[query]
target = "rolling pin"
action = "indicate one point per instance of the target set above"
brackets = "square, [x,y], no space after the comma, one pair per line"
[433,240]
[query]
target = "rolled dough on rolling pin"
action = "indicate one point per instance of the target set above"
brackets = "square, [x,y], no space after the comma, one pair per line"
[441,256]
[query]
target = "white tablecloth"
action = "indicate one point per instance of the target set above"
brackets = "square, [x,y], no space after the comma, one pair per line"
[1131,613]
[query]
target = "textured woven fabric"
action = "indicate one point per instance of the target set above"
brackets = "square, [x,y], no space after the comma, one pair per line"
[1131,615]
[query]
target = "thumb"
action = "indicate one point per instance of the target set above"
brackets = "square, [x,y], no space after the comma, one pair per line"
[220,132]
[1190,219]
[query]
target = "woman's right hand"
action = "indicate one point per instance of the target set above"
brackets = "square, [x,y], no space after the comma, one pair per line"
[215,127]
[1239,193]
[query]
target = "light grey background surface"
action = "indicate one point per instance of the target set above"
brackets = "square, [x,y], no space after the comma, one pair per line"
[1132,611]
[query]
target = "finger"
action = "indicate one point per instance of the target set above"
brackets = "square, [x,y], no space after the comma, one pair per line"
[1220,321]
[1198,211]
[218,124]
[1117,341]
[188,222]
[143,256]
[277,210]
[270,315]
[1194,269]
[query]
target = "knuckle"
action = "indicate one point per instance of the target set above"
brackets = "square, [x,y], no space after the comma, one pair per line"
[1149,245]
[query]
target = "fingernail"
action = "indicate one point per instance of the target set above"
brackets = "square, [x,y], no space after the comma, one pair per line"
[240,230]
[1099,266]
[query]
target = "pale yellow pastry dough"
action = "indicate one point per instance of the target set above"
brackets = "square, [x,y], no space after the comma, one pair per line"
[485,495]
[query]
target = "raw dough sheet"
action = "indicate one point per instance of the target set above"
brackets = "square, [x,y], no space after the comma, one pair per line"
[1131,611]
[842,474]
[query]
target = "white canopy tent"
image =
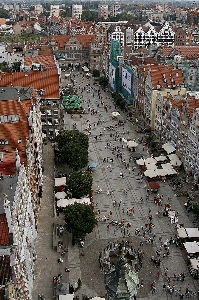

────────────────────

Work instructions
Filter the data above and return each line that contains the string "dough", keeping the lines in their original order.

Output for this task
target = "rolled dough on rolling pin"
target = "pale yellow pastry dough"
target = "raw dough sheet"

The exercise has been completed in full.